Problem to work on: Write out the records again, exactly, leaving none out.

Given entries:

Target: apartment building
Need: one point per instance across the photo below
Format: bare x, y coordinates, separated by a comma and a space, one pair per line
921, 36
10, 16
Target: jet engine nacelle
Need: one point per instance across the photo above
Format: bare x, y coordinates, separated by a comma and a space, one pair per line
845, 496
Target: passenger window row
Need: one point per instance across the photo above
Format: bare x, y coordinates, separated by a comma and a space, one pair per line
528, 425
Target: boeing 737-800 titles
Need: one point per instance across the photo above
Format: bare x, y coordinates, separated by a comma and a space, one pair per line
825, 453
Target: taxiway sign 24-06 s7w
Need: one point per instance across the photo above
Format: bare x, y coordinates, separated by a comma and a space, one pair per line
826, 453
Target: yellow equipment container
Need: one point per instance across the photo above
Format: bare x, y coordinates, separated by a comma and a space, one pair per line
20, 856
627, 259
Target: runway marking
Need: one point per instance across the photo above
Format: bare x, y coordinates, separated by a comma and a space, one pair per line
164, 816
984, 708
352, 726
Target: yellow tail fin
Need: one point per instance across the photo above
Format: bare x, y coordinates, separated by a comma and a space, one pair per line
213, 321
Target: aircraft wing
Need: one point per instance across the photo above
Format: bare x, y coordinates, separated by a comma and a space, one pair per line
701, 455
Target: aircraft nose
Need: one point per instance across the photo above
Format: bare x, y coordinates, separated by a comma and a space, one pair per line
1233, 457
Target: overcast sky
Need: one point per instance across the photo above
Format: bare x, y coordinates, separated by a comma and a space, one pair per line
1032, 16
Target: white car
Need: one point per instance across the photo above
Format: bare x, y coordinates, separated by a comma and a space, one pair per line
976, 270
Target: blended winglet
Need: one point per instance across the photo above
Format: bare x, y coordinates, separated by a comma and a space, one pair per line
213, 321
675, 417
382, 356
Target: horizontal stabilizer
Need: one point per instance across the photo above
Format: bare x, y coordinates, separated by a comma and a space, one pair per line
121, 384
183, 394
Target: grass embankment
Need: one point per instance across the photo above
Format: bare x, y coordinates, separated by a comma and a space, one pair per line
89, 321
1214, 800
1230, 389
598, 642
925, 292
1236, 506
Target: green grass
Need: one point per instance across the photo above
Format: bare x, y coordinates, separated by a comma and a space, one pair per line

Exercise response:
Target: apartment building
Need: one point per instance across the photo below
Format: bare x, y coordinates, separated by a comma and a space, one pair per line
921, 36
10, 16
Target: jet engine nacelle
Need: one point per instance across the photo above
Format: bare x, y coordinates, separated by a comma and a space, one pair per line
845, 496
Target: passenger window row
Need: one point per instance across the photo above
Format: bare x, y coordinates, separated by a comma and a space, one pair per line
528, 425
Target: boeing 737-800 titles
Need: one point per instance across the photo above
Format: bare x, y coordinates, separated by a comma and a space, one pair per line
825, 453
Target: taxiway sign 24-06 s7w
Need: one point per instance across the photo above
Format: bare x, y coordinates, separated by a comma and a space, one pair per line
826, 453
Target: yellow equipment container
Need: one point per instance across the photo above
Format: bare x, y coordinates, separated by a comma and a space, one pair per line
20, 856
627, 259
Target: runway marking
Need: one point per instance across the photo above
Format: bare x, y coordinates, separated by a comma and a space, one pair per line
164, 816
984, 708
352, 726
Target: yellow tail fin
Need: one point per instance across the photo above
Format: bare x, y coordinates, separated by a comma and a space, one pair per line
213, 321
Target: aircraft wing
Need: one point per instance across the photo above
Format: bare x, y coordinates, separated by a comma and a space, one pair per line
701, 455
Target: aircraft nose
Need: one point per instance across the photo above
Format: bare x, y coordinates, separated by a comma and a space, one pair per line
1233, 457
Target: overcast sky
Need: one point per instance across the photo above
Format: bare x, y coordinates, separated by a comma and a space, one pair per line
1032, 16
Target: white car
Need: one point per instance across the photo above
Format: bare x, y coordinates, separated by a comma and a space, one pair per line
976, 270
Target: blended winglet
Need: one point per instance across the photo above
Format: bare x, y coordinates, separated by a comma and a space, one pair per line
213, 321
675, 417
382, 356
Target: horizontal stabilizer
Need: one point per instance across the photo above
Format: bare x, y coordinates, separated by a comma and a space, one pair per line
121, 384
183, 394
Target: grass embankment
Need: one point per instance across the photo above
Format: bare x, y coordinates, separated by a comma and a space, one pair per line
89, 321
1214, 800
1230, 389
598, 642
925, 292
1236, 506
Target: green grass
Need: one point per instance across the photo above
Format: bare x, y coordinates, separated by a comma and a space, one pair per line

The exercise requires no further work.